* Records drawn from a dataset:
================

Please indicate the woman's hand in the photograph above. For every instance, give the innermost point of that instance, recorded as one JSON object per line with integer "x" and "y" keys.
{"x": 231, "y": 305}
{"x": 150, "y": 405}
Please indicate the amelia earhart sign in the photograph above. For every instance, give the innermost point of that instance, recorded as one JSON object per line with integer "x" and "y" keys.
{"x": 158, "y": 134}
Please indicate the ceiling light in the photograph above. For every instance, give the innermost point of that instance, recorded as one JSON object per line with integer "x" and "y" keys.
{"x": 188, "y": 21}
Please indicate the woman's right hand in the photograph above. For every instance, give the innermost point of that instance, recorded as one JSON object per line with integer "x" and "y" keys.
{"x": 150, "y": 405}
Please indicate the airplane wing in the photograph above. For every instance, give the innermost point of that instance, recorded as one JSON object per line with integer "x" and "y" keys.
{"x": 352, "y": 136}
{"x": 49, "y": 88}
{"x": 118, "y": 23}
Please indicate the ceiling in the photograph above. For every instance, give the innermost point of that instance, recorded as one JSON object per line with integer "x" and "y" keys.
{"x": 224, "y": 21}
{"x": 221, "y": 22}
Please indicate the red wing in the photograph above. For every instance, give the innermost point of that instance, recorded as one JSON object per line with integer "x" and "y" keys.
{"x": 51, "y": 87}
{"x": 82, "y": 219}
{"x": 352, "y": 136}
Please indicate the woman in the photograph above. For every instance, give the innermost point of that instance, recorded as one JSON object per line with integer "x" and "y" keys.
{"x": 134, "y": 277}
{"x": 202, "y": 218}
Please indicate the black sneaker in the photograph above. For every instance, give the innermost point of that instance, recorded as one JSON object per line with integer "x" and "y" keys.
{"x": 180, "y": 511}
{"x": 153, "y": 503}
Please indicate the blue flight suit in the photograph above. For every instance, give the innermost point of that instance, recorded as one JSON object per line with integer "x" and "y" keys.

================

* Required action:
Transcribe all entries exactly as they appear above.

* Answer section:
Please indicate the woman's hand in the photograph above. For every instance, give the innermost point of that instance, recorded as one JSON object per line with integer "x" and "y" keys.
{"x": 231, "y": 305}
{"x": 150, "y": 405}
Please indicate the amelia earhart sign in the photograph above. For every instance, give the innermost point of that instance, recorded as one JSON object per line with integer "x" and "y" keys.
{"x": 158, "y": 134}
Please indicate the ceiling light in the photograph above. For every instance, give the innermost point of that instance, recorded as one JSON object per line with integer "x" and "y" keys.
{"x": 188, "y": 21}
Please indicate the woman's right hand in the photograph above. For every instance, give the innermost point of that instance, recorded as one JSON object per line with integer "x" and "y" keys.
{"x": 150, "y": 405}
Please indicate the airplane wing in the photograph above. For every instance, give the innermost point of that instance, recorded as one JSON object per line with integer "x" and "y" keys.
{"x": 352, "y": 136}
{"x": 49, "y": 88}
{"x": 118, "y": 23}
Please indicate the ceiling in the photograph above. For every instance, give the innermost point of that instance, recorded as one JSON object per line with integer "x" and "y" keys.
{"x": 224, "y": 21}
{"x": 221, "y": 22}
Please indicate the red wing in the photograph above. For every instance, give the innermost point of that instance, recorded as one JSON object per line with integer "x" and "y" keys.
{"x": 51, "y": 87}
{"x": 82, "y": 219}
{"x": 352, "y": 136}
Please indicate the woman in the photograph above. For every instance, give the innermost point of that instance, recorded as one JSON object per line with integer "x" and "y" keys.
{"x": 134, "y": 277}
{"x": 202, "y": 218}
Please indicate the black sneaker in the photograph above. For every instance, give the innermost point of that instance, recorded as one JSON object per line with integer "x" and "y" keys.
{"x": 180, "y": 511}
{"x": 153, "y": 503}
Please indicate the blue flight suit in the photograph above. For every instance, give the innermost point of that instance, recorded as one JSON object per line with integer "x" and "y" keys.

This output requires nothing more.